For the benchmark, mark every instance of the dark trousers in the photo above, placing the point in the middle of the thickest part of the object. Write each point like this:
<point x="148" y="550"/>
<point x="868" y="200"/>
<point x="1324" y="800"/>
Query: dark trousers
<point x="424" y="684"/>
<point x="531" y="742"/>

━━━━━━━━━━━━━━━━

# Work to be completed
Return the lines above word for word, keeping every character, space, and line break unchanged.

# Correct result
For the benchmark, mark every instance of the dark trousers in the photo above, placing the point in the middle of the thickest part of the object. Write each point like this:
<point x="148" y="550"/>
<point x="868" y="200"/>
<point x="1324" y="800"/>
Query: dark trousers
<point x="424" y="684"/>
<point x="531" y="742"/>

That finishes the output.